Page excerpt |
-------------------------

Combining covariance and correlation coefficient into one numpy.cov call

Hi all, I posted a pull request: https://github.com/numpy/numpy/pull/8211 which adds a function `numpy.covcorr` that calculates both the covariance matrix and correlation coefficient with a single call to `numpy.cov` (which is often an expensive call for large data-sets). A function `numpy.covtocorr` has also been added that converts a covariance matrix to a correlation coefficent, and `numpy.corrcoef` has been modified to call this. The motivation here is that one often needs the covariance for subsequent analysis and the correlation coefficient for visualization, so instead of forcing the user to write their own code to convert one to the other, we want to allow both to be obtained from `numpy` as efficiently as possible. Best, Mathew

I wonder if the goals of this addition could be achieved by simply adding an optional `cov` argument to np.corr, which would provide a pre-computed covariance. Either way, `covcorr` feels like a helper function that could exist in user code rather than numpy proper. On Wed, Oct 26, 2016 at 10:27 AM, Mathew S. Madhavacheril < mathewsyriac@gmail.com> wrote:

On Wed, Oct 26, 2016 at 1:46 PM, Stephan Hoyer <shoyer@gmail.com> wrote:
I wonder if the goals of this addition could be achieved by simply adding an optional `cov` argument
to np.corr, which would provide a pre-computed covariance.
That's a fair suggestion which I'm happy to switch to. This eliminates the need for two new functions. I'll add an optional `cov = False` argument to numpy.corrcoef that returns a tuple (corr, cov) instead.
Either way, `covcorr` feels like a helper function that could exist in user code rather than numpy proper.

-------------------------

Records from a point labeling set

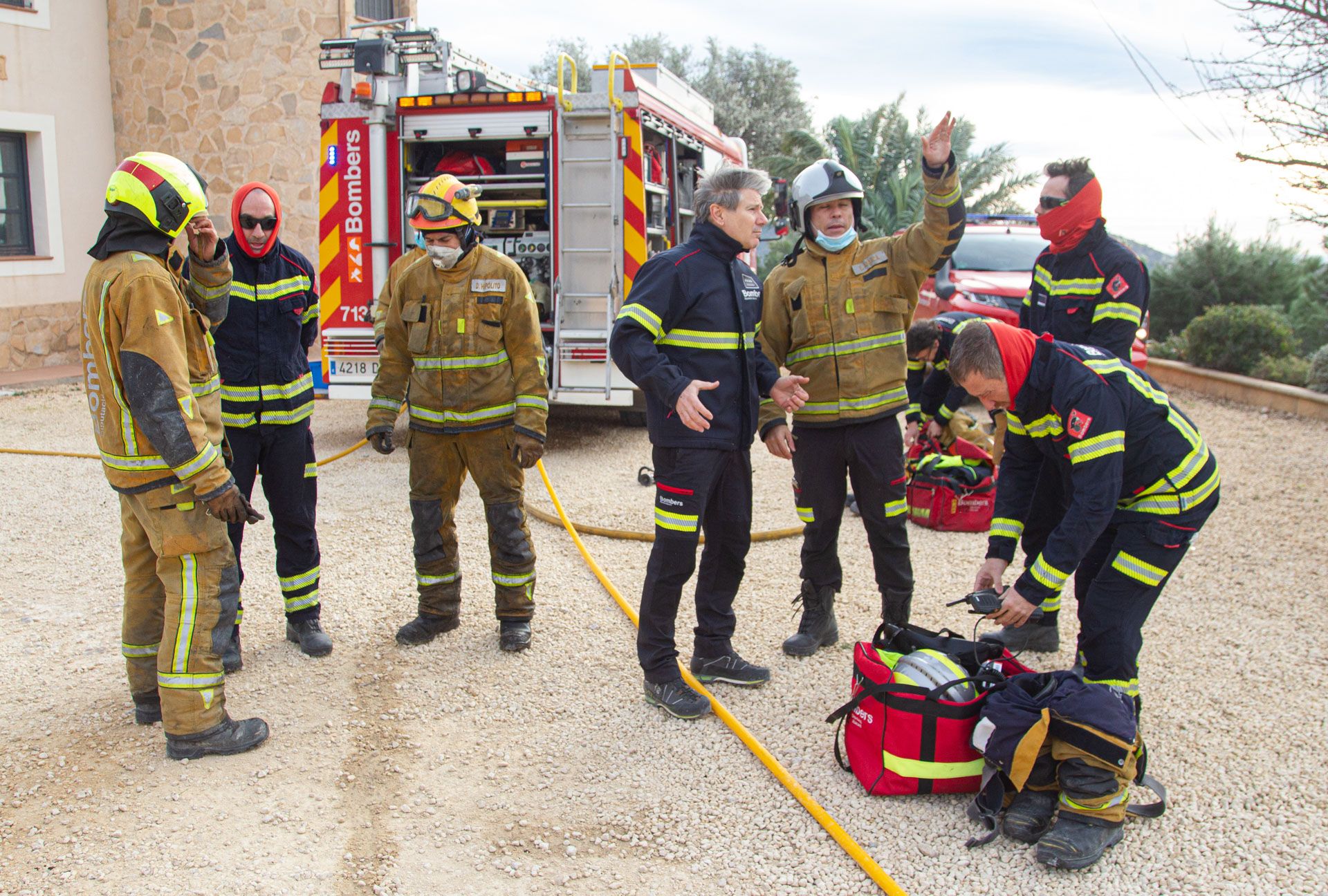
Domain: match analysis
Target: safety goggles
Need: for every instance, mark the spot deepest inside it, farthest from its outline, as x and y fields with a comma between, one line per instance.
x=250, y=222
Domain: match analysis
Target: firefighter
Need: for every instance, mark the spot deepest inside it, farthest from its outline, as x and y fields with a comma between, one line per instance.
x=267, y=398
x=932, y=398
x=688, y=340
x=1091, y=290
x=156, y=412
x=463, y=339
x=836, y=312
x=1141, y=486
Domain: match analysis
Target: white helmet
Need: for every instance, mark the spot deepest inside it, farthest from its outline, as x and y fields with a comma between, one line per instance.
x=932, y=669
x=822, y=181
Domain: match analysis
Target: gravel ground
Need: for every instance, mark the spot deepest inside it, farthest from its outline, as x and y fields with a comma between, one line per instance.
x=456, y=769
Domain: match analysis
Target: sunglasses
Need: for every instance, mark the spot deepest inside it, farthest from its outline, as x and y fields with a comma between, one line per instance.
x=250, y=222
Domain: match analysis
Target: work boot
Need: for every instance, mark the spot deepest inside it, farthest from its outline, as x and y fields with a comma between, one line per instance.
x=425, y=627
x=1076, y=842
x=148, y=708
x=730, y=668
x=232, y=659
x=222, y=740
x=1029, y=815
x=513, y=633
x=1031, y=636
x=311, y=637
x=678, y=698
x=818, y=627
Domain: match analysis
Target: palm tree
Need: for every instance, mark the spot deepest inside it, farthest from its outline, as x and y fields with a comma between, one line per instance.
x=883, y=149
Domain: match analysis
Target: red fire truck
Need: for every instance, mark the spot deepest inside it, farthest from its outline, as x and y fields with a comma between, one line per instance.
x=578, y=187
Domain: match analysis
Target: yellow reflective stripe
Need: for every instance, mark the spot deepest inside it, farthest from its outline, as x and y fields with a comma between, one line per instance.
x=1117, y=310
x=676, y=522
x=463, y=417
x=463, y=362
x=1046, y=574
x=906, y=767
x=300, y=579
x=700, y=339
x=643, y=316
x=1138, y=570
x=187, y=613
x=1097, y=447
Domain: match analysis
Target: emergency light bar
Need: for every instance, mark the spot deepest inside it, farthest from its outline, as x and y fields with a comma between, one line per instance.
x=483, y=99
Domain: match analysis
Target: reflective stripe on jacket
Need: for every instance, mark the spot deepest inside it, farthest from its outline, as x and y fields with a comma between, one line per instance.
x=150, y=373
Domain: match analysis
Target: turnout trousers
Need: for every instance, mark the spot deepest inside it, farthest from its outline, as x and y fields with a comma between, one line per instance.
x=874, y=458
x=181, y=594
x=283, y=456
x=439, y=465
x=707, y=489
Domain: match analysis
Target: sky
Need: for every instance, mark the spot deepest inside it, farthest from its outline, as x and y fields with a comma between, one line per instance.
x=1046, y=77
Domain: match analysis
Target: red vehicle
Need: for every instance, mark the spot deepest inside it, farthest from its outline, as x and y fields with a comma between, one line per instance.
x=991, y=271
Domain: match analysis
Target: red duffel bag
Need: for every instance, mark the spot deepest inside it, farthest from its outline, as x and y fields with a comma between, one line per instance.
x=903, y=738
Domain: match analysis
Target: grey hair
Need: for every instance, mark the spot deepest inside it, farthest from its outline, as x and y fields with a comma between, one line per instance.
x=975, y=353
x=726, y=189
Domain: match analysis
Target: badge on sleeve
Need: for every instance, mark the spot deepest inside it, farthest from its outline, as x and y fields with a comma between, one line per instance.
x=1079, y=424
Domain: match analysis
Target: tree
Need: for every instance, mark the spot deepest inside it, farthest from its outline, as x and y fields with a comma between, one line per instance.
x=1212, y=268
x=1283, y=85
x=883, y=149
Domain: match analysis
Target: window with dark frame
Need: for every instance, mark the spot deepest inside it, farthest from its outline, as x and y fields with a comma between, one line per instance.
x=15, y=196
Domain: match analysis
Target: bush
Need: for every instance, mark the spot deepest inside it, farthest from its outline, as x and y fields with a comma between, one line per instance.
x=1318, y=376
x=1235, y=337
x=1291, y=369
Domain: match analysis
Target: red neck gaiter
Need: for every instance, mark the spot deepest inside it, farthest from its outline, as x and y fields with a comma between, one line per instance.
x=1016, y=353
x=235, y=219
x=1067, y=225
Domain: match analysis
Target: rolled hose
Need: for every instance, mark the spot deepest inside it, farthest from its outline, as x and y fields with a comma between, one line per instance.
x=757, y=749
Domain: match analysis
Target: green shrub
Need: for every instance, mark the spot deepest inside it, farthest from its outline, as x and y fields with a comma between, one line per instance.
x=1318, y=376
x=1291, y=369
x=1235, y=337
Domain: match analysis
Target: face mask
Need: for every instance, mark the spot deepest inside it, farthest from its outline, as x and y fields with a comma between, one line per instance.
x=443, y=256
x=836, y=243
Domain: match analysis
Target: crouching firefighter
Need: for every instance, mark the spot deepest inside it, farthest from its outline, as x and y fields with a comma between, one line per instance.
x=1053, y=743
x=463, y=336
x=153, y=392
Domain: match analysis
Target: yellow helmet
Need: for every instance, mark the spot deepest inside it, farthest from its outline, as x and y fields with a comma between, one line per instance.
x=158, y=190
x=444, y=203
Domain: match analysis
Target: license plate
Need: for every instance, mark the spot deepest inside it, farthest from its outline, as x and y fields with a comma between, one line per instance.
x=352, y=368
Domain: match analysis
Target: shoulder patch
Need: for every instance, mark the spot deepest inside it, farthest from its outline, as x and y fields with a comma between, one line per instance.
x=1079, y=424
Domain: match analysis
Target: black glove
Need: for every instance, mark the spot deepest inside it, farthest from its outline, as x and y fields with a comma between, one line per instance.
x=526, y=450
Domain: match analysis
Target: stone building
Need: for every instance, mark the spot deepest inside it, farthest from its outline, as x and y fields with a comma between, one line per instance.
x=230, y=85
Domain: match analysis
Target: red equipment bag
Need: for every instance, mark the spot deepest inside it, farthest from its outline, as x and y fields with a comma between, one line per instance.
x=905, y=738
x=951, y=489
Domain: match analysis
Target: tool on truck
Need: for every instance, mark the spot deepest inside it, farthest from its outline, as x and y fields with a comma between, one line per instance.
x=580, y=189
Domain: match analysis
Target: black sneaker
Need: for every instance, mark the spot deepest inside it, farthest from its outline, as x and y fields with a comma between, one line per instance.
x=678, y=698
x=730, y=669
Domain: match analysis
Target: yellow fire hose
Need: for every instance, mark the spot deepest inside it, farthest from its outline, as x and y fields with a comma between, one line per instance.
x=766, y=758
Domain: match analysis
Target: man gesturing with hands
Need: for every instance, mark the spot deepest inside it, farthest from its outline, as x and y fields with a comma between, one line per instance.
x=687, y=337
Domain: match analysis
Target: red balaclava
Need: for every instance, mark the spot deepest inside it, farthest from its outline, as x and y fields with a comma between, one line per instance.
x=1068, y=223
x=1016, y=353
x=235, y=218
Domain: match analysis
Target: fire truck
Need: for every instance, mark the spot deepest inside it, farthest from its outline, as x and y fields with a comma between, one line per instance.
x=578, y=187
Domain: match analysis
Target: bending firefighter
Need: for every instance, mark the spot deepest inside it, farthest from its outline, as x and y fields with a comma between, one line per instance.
x=463, y=340
x=267, y=400
x=1141, y=485
x=153, y=392
x=836, y=312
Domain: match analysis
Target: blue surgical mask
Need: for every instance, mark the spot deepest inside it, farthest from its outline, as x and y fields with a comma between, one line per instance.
x=836, y=243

-------------------------

Short task 1 | In the numpy thread, what argument does Mathew say he will add to numpy.corrcoef in response to the suggestion, and what will it return?
Short task 2 | Carry on the numpy thread from where it stops.

Result 1 | He will add an optional `cov = False` argument that makes numpy.corrcoef return a tuple (corr, cov).

Result 2 |
The user would have to re-implement the part that converts the covariance matrix to a correlation coefficient. I made this PR to avoid that code duplication. Mathew

On Wed, Oct 26, 2016 at 11:03 AM, Mathew S. Madhavacheril < mathewsyriac@gmail.com> wrote:
With the API I was envisioning (or even your proposed API, for that matter), this function would only be a few lines, e.g., def covcorr(x): cov = np.cov(x) corr = np.corrcoef(x, cov=cov) return (cov, corr) Generally, functions this short should be provided as recipes (if at all) rather than be added to numpy proper, unless the need for them is extremely common.

On Wed, Oct 26, 2016 at 2:13 PM, Stephan Hoyer <shoyer@gmail.com> wrote:
Ah, I see what you were suggesting now. I agree that a function like covcorr need not be provided by numpy itself, but it would be tremendously useful if a pre-computed covariance could be provided to np.corrcoef. I can update this PR to just add `cov = None` to numpy.corrcoef and do an `if cov is not None` before calculating the covariance. Note however that in the case that `cov` is specified for np.corrcoef, the non-optional `x` argument is redundant.

On Wed, Oct 26, 2016 at 11:13 AM, Stephan Hoyer <shoyer@gmail.com> wrote:
IIUC, if you have a covariance matrix then you can compute the correlation matrix directly, without looking at 'x', so corrcoef(x, cov=cov) is a bit odd-looking. I think probably the API that makes the most sense is just to expose something like the covtocorr function (maybe it could have a less telegraphic name?)? And then, yeah, users can use that to build their own covcorr or whatever if they want it. -n -- Nathaniel J. Smith -- https://vorpus.org

On Wed, Oct 26, 2016 at 2:56 PM, Nathaniel Smith <njs@pobox.com> wrote:
Right, agreed, this is why I said `x` becomes redundant when `cov` is specified when calling `numpy.corrcoef`. So we have two alternatives: 1) Have `np.corrcoef` accept a boolean optional argument `covmat = False` that lets one obtain a tuple containing the covariance and the correlation matrices in the same call 2) Modify my original PR so that `np.covtocorr` remains (with possibly a better name) but remove `np.covcorr` since this is easy for the user to add. My preference is option 2.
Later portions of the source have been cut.